Problem: Within the lines below, find those that hold the string "dark" and copy each one.

-------- Working data

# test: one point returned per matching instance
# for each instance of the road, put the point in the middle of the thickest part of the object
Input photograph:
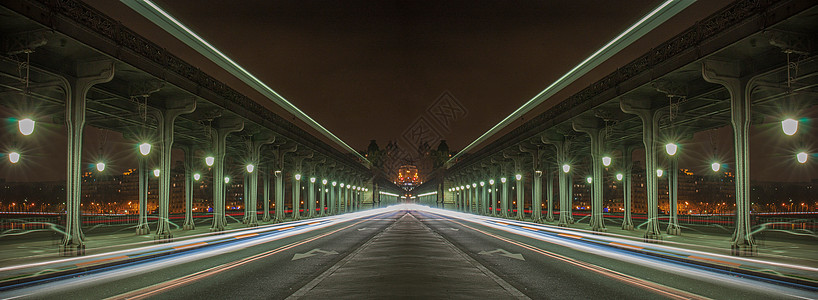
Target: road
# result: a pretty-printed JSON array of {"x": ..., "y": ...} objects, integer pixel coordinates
[{"x": 537, "y": 266}]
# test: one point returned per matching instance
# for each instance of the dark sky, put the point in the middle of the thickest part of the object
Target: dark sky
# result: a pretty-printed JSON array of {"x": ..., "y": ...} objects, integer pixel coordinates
[{"x": 369, "y": 69}]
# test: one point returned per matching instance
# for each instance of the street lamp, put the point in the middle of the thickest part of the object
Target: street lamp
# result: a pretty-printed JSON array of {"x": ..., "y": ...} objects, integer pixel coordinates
[
  {"x": 26, "y": 126},
  {"x": 671, "y": 148},
  {"x": 14, "y": 157},
  {"x": 145, "y": 148},
  {"x": 789, "y": 126},
  {"x": 802, "y": 157}
]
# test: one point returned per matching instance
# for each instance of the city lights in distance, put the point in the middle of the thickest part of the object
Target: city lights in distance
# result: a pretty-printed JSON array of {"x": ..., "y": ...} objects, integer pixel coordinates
[
  {"x": 802, "y": 157},
  {"x": 26, "y": 126},
  {"x": 14, "y": 157},
  {"x": 789, "y": 126}
]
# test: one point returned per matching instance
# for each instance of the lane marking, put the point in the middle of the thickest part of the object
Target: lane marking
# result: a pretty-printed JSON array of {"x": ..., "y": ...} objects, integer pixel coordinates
[
  {"x": 570, "y": 236},
  {"x": 245, "y": 235},
  {"x": 714, "y": 260},
  {"x": 100, "y": 260},
  {"x": 626, "y": 245},
  {"x": 190, "y": 245}
]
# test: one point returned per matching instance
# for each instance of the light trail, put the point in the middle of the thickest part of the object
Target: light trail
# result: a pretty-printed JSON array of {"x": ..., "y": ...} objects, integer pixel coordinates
[{"x": 581, "y": 241}]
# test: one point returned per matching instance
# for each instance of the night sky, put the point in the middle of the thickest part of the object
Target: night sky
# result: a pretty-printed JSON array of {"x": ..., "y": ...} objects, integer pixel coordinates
[{"x": 369, "y": 69}]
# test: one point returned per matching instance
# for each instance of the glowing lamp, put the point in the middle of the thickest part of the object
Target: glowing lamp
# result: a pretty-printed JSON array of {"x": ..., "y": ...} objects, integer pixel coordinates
[
  {"x": 26, "y": 126},
  {"x": 802, "y": 157},
  {"x": 14, "y": 157},
  {"x": 789, "y": 126},
  {"x": 671, "y": 148},
  {"x": 145, "y": 148}
]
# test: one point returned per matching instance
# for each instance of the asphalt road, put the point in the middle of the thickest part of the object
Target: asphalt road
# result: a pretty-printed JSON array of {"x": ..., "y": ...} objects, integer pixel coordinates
[{"x": 538, "y": 268}]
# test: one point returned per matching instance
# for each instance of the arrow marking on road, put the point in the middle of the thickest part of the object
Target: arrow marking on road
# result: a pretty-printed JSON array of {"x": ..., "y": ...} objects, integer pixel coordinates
[
  {"x": 505, "y": 253},
  {"x": 312, "y": 252}
]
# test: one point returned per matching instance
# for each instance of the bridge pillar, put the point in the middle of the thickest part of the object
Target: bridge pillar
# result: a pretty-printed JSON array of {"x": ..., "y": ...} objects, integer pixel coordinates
[
  {"x": 266, "y": 193},
  {"x": 593, "y": 129},
  {"x": 87, "y": 75},
  {"x": 165, "y": 118},
  {"x": 650, "y": 124},
  {"x": 549, "y": 181},
  {"x": 627, "y": 178},
  {"x": 561, "y": 145},
  {"x": 251, "y": 197},
  {"x": 732, "y": 75},
  {"x": 222, "y": 128},
  {"x": 189, "y": 183},
  {"x": 142, "y": 226}
]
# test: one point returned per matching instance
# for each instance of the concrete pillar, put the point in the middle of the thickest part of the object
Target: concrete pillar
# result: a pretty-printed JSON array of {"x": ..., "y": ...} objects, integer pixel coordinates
[
  {"x": 593, "y": 129},
  {"x": 189, "y": 184},
  {"x": 87, "y": 75},
  {"x": 221, "y": 128},
  {"x": 672, "y": 187},
  {"x": 266, "y": 193},
  {"x": 650, "y": 124},
  {"x": 627, "y": 179},
  {"x": 549, "y": 181},
  {"x": 732, "y": 76},
  {"x": 142, "y": 227},
  {"x": 166, "y": 117}
]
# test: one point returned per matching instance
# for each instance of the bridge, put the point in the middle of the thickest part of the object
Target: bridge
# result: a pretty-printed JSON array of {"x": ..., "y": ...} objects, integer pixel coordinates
[{"x": 580, "y": 199}]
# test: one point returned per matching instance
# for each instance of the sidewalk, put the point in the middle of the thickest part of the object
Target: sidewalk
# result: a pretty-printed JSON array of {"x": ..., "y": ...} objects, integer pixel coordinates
[{"x": 420, "y": 263}]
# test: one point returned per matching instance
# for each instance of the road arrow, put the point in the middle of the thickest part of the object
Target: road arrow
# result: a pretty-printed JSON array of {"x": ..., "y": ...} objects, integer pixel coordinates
[
  {"x": 505, "y": 253},
  {"x": 311, "y": 253}
]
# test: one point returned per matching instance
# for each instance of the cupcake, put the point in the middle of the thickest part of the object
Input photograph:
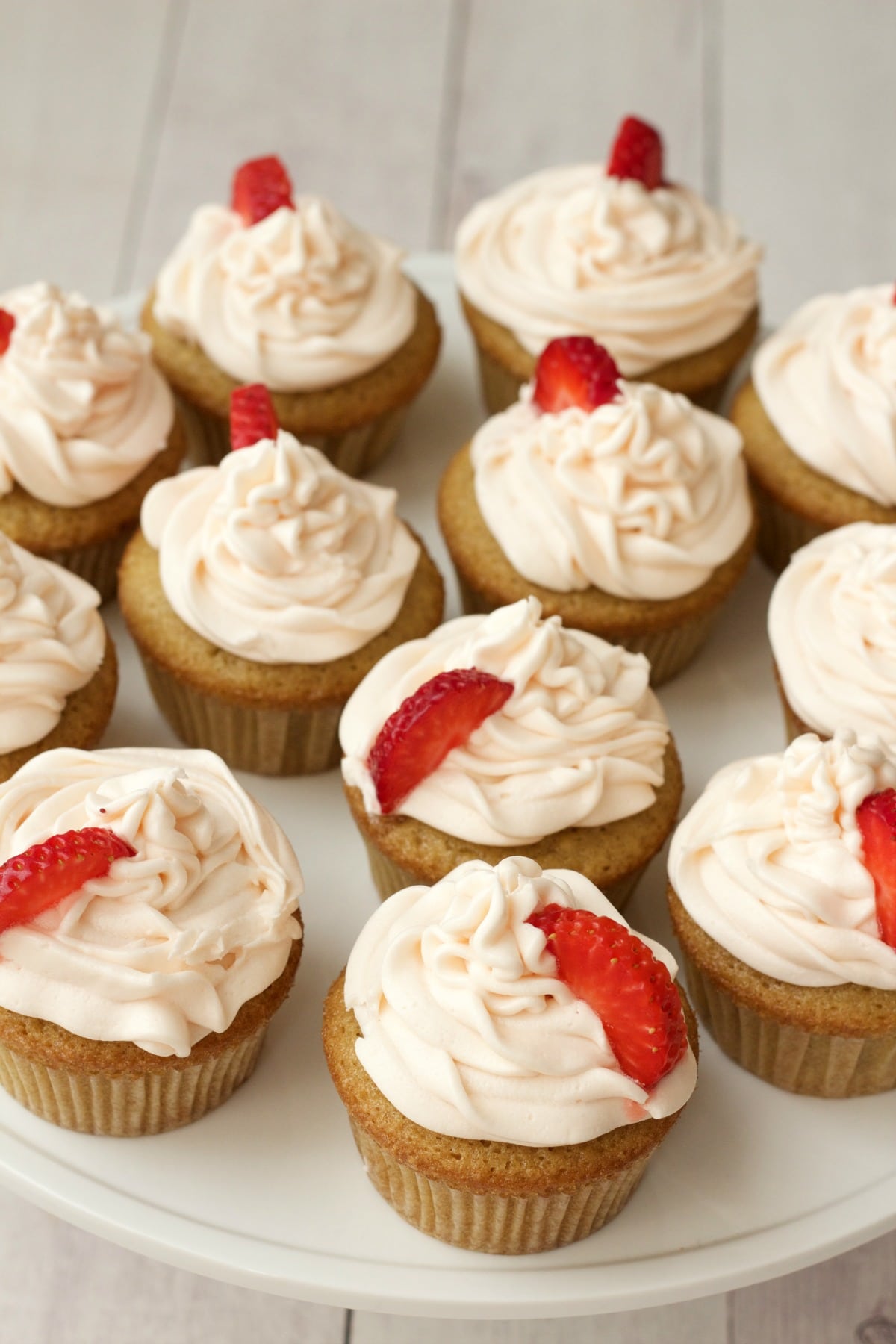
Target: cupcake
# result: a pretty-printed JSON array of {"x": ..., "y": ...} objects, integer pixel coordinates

----------------

Answer to this problem:
# for each instance of the dark sky, put the point in the middle of the thickest part of the object
Target: dark sky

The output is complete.